• [GIVEN TASK] Show every line in the records below that contains the string "horn", copying each line in full. Matches must have the same uppercase and lowercase letters.

• [SUPPLIED RECORDS]

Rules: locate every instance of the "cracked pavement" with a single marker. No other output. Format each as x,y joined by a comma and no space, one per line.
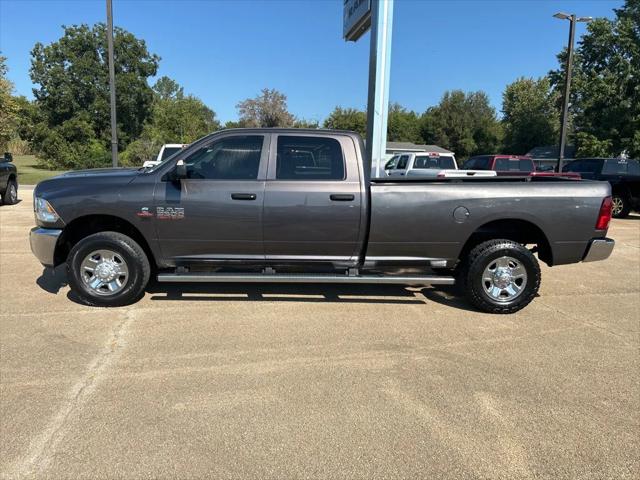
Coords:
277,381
==
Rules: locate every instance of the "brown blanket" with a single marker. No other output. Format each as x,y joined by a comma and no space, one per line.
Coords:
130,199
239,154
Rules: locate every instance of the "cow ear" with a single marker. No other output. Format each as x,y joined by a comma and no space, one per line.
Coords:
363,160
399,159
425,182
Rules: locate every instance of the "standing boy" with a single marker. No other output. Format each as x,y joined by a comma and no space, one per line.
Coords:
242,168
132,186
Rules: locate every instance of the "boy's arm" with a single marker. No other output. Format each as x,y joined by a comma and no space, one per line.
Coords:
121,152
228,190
---
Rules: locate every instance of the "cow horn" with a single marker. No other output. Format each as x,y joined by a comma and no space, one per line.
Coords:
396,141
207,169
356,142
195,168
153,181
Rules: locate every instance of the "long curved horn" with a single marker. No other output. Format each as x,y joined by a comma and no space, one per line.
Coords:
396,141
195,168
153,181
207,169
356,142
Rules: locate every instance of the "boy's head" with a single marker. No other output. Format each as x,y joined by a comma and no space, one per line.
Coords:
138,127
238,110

• [RESULT FOR THIS EXERCISE]
Rules: locate every instance of the "cow horn" with a single marker. No other output. Format each as x,y joined by a comma and no space, one per line.
Rules: locate every instance of the "long curved horn" with a single marker. No other output. Format each as x,y joined by a comma and no space, one per line.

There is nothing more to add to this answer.